══ DOCUMENT PASSAGE

UFC 179 Post-Mortem: The King, the Prince and the Joker

By John Hoven Oct 27, 2014
Jose Aldo has recorded 18 consecutive victories. | Gleidson Venga/Sherdog.com



If a tree falls in the forest, does anybody hear it? That age-old question will almost certainly apply to UFC 179, as one of the best fights of the entire year may not have been seen by much of a North American audience.

Featherweight champion Jose Aldo is not nearly at Anderson Silva’s level in Brazil, but he is still a pretty big deal. Here in the United States, or even in Canada? Not so much. Thus, the pay-per-view numbers from the event on Saturday in Rio de Janeiro may hardly register a blip on the mixed martial arts landscape, and that is unfortunate. Does it not seem like quite often the “forgotten” shows end up having at least one killer fight?

Photo: Jeff Sherwood/Sherdog.com

Could McGregor be next?

════

◆ WRITTEN REQUEST A ◆
Summarize the UFC 179 article in two sentences.
◆ WRITTEN REQUEST B ◆
Extract verbatim the portion of the UFC 179 article that opens with the words containing "UFC 179 Post-Mortem: The" and closes with "one killer fight?".
The material after this text has no role here.

══ PROVIDED INFORMATION

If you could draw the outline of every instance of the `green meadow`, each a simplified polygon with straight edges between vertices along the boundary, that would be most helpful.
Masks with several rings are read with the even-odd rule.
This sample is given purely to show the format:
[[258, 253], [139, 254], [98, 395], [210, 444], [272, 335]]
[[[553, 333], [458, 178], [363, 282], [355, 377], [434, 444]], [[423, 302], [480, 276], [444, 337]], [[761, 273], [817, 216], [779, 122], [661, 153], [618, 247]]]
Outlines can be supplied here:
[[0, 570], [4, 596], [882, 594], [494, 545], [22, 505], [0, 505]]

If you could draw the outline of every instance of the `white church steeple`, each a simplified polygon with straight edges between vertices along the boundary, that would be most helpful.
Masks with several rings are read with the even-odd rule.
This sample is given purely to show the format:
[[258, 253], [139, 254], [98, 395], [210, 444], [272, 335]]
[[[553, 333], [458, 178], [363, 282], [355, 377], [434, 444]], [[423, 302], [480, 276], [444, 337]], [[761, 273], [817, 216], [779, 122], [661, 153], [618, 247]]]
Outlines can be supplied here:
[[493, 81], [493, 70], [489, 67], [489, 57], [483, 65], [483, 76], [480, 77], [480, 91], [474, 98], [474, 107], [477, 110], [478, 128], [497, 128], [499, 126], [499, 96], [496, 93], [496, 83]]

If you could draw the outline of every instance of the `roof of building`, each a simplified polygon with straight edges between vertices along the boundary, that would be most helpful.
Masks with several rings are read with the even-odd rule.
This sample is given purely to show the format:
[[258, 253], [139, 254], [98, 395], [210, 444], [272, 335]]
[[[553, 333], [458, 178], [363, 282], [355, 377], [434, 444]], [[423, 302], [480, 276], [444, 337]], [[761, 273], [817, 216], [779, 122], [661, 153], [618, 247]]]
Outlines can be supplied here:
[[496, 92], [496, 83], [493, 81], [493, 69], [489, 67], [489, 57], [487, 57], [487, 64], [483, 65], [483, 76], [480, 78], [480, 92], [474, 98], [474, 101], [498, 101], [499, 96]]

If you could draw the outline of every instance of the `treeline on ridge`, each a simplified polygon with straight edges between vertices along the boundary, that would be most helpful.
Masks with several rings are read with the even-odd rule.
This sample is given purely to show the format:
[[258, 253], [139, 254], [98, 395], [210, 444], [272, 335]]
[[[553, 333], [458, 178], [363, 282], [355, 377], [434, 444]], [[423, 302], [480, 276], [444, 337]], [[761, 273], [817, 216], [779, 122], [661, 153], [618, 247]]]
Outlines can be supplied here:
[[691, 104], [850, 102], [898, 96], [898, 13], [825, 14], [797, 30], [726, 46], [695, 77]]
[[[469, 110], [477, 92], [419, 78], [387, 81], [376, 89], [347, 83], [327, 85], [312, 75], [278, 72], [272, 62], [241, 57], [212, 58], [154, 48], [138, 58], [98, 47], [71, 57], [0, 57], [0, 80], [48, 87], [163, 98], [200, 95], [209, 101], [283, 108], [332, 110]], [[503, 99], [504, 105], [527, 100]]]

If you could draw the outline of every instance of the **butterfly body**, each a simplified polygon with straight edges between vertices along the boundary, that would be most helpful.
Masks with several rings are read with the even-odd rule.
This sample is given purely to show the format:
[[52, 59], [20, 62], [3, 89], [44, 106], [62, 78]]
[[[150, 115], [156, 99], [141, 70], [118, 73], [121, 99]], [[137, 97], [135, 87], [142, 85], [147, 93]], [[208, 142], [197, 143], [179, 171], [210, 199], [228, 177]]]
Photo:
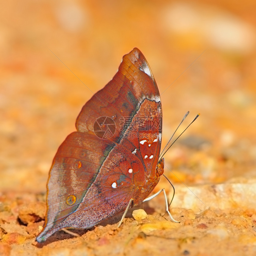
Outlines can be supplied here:
[[[163, 173], [163, 159], [158, 162], [162, 124], [157, 86], [135, 48], [111, 81], [85, 104], [77, 131], [58, 149], [47, 183], [45, 224], [37, 241], [63, 228], [89, 228], [124, 210], [131, 199], [135, 205], [141, 203]], [[103, 134], [107, 138], [101, 137]]]

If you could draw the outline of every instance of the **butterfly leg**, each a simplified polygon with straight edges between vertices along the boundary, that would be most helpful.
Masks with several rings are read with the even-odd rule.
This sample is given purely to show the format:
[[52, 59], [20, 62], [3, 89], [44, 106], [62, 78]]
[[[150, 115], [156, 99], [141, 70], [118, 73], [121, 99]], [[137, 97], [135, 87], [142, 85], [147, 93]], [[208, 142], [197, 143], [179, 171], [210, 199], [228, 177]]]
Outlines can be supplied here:
[[127, 212], [128, 211], [129, 208], [130, 208], [130, 206], [131, 206], [131, 208], [132, 208], [133, 207], [133, 198], [131, 198], [130, 200], [129, 203], [128, 204], [128, 205], [127, 206], [127, 207], [126, 207], [126, 209], [125, 209], [125, 210], [124, 211], [124, 212], [122, 216], [121, 220], [119, 222], [119, 224], [118, 224], [118, 226], [117, 226], [118, 228], [120, 227], [120, 226], [121, 226], [121, 224], [123, 222], [123, 221], [124, 220], [124, 217], [125, 217], [125, 215], [126, 215], [126, 213], [127, 213]]
[[165, 190], [164, 189], [164, 188], [163, 188], [162, 189], [161, 189], [161, 190], [159, 191], [158, 191], [158, 192], [157, 192], [157, 193], [156, 193], [154, 194], [153, 195], [153, 196], [150, 196], [149, 197], [148, 197], [147, 198], [146, 198], [146, 199], [145, 199], [144, 200], [143, 200], [143, 202], [146, 202], [147, 201], [149, 201], [151, 199], [152, 199], [152, 198], [154, 198], [154, 197], [155, 197], [156, 196], [157, 196], [158, 195], [159, 195], [159, 194], [160, 194], [160, 193], [161, 193], [161, 192], [162, 192], [162, 191], [163, 191], [163, 193], [164, 194], [164, 197], [165, 198], [165, 203], [166, 204], [166, 211], [167, 212], [167, 213], [168, 213], [168, 214], [169, 214], [169, 216], [171, 218], [171, 219], [174, 222], [177, 222], [177, 223], [179, 223], [179, 221], [176, 221], [173, 218], [171, 214], [171, 213], [169, 211], [169, 208], [168, 205], [168, 202], [167, 202], [167, 196], [166, 196], [166, 193]]

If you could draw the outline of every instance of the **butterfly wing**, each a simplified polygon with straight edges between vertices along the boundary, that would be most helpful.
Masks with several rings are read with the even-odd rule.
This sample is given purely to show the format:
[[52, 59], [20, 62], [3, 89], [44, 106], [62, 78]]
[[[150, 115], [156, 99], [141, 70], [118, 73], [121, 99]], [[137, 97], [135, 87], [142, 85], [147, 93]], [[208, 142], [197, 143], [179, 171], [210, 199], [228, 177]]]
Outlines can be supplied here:
[[[96, 120], [112, 118], [108, 139], [93, 132]], [[54, 159], [47, 183], [47, 210], [37, 241], [63, 227], [88, 228], [135, 205], [159, 180], [162, 107], [152, 73], [136, 48], [125, 55], [113, 79], [83, 107], [78, 131], [70, 135]]]

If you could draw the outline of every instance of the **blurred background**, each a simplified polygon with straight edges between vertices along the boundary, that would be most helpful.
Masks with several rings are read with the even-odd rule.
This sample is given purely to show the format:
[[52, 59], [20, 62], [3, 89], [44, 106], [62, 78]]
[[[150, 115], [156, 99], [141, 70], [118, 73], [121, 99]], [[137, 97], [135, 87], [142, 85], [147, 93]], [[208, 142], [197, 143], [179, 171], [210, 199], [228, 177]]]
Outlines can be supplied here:
[[0, 190], [46, 192], [52, 159], [90, 90], [105, 85], [135, 47], [161, 94], [162, 148], [187, 111], [178, 135], [201, 114], [165, 156], [173, 172], [166, 175], [186, 185], [256, 176], [255, 1], [1, 6]]

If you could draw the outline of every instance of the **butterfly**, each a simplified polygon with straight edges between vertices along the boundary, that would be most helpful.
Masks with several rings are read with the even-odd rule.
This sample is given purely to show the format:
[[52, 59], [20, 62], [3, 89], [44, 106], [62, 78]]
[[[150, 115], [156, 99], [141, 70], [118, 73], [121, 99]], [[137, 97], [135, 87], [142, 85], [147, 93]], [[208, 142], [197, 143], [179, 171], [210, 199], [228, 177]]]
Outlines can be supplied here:
[[[36, 238], [67, 227], [88, 229], [147, 198], [163, 173], [160, 94], [135, 48], [112, 79], [87, 102], [53, 159], [47, 212]], [[165, 192], [163, 191], [167, 200]], [[171, 218], [168, 210], [166, 210]]]

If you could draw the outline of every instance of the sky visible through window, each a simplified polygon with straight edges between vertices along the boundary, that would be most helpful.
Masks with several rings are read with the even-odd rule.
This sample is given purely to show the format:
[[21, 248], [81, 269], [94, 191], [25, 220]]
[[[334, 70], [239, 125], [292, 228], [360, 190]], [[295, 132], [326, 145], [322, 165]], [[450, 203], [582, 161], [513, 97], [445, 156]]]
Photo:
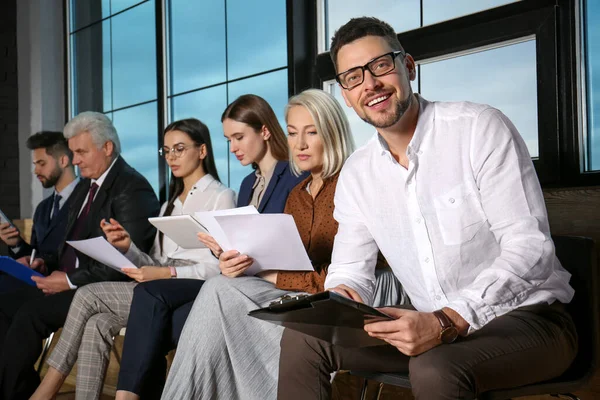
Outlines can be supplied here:
[[[118, 129], [124, 158], [158, 191], [155, 1], [71, 0], [71, 31], [75, 31], [71, 35], [71, 48], [73, 112], [94, 109], [107, 113]], [[321, 49], [328, 48], [339, 26], [356, 16], [380, 17], [402, 32], [510, 2], [513, 1], [423, 0], [421, 21], [420, 0], [328, 0]], [[237, 191], [251, 169], [241, 167], [229, 154], [221, 114], [238, 96], [254, 93], [271, 104], [285, 128], [283, 111], [288, 97], [285, 1], [167, 0], [166, 4], [167, 123], [189, 117], [202, 120], [211, 131], [220, 178]], [[586, 165], [597, 170], [600, 169], [600, 2], [587, 2], [586, 17], [589, 132]], [[535, 39], [529, 38], [521, 43], [423, 63], [418, 71], [420, 81], [412, 83], [413, 91], [420, 91], [428, 100], [468, 100], [500, 109], [513, 121], [532, 157], [536, 157], [535, 45]], [[363, 144], [373, 135], [373, 128], [346, 107], [337, 85], [328, 88], [347, 111], [357, 144]]]

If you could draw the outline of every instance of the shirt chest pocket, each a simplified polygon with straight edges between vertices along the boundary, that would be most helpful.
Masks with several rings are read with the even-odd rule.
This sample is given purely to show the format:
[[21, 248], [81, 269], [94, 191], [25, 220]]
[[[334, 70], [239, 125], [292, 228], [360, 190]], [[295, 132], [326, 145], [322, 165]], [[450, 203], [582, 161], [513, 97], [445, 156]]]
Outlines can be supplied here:
[[434, 206], [446, 245], [468, 242], [486, 221], [476, 193], [464, 184], [436, 197]]

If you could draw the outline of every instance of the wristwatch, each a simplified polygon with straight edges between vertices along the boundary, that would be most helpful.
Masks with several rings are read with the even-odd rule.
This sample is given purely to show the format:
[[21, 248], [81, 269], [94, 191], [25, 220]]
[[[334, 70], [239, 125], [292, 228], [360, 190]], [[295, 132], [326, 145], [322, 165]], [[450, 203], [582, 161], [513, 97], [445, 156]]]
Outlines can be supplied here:
[[438, 336], [438, 339], [440, 339], [442, 343], [446, 344], [454, 342], [458, 337], [458, 329], [456, 329], [452, 323], [452, 320], [448, 318], [446, 313], [442, 310], [435, 310], [433, 315], [437, 317], [438, 321], [440, 321], [440, 325], [442, 326], [442, 330], [440, 331], [440, 336]]

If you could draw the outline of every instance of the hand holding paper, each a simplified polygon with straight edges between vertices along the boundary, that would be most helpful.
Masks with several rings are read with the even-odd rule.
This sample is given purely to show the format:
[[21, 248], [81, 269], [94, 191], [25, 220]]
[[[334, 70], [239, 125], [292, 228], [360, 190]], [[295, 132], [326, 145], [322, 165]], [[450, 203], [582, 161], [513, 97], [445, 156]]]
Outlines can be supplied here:
[[223, 249], [235, 249], [254, 260], [246, 274], [255, 275], [265, 270], [314, 270], [291, 215], [228, 215], [217, 216], [215, 220], [225, 236], [220, 242]]
[[131, 236], [129, 232], [116, 219], [111, 218], [110, 222], [105, 219], [100, 221], [100, 228], [106, 235], [106, 240], [112, 244], [117, 250], [125, 254], [131, 247]]
[[103, 237], [95, 237], [85, 240], [68, 240], [67, 244], [79, 250], [88, 257], [115, 269], [121, 273], [122, 268], [137, 268], [119, 250], [115, 249]]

════

◆ CORRECT OUTPUT A ◆
UFC 179 featured one of the best fights of the year, yet much of the North American audience may not have seen it. Featherweight champion Jose Aldo is a big name in Brazil but draws far less interest in the United States and Canada, so pay-per-view numbers from the Rio de Janeiro event may barely register.

◆ CORRECT OUTPUT B ◆
UFC 179 Post-Mortem: The King, the Prince and the Joker

By John Hoven Oct 27, 2014
Jose Aldo has recorded 18 consecutive victories. | Gleidson Venga/Sherdog.com



If a tree falls in the forest, does anybody hear it? That age-old question will almost certainly apply to UFC 179, as one of the best fights of the entire year may not have been seen by much of a North American audience.

Featherweight champion Jose Aldo is not nearly at Anderson Silva’s level in Brazil, but he is still a pretty big deal. Here in the United States, or even in Canada? Not so much. Thus, the pay-per-view numbers from the event on Saturday in Rio de Janeiro may hardly register a blip on the mixed martial arts landscape, and that is unfortunate. Does it not seem like quite often the “forgotten” shows end up having at least one killer fight?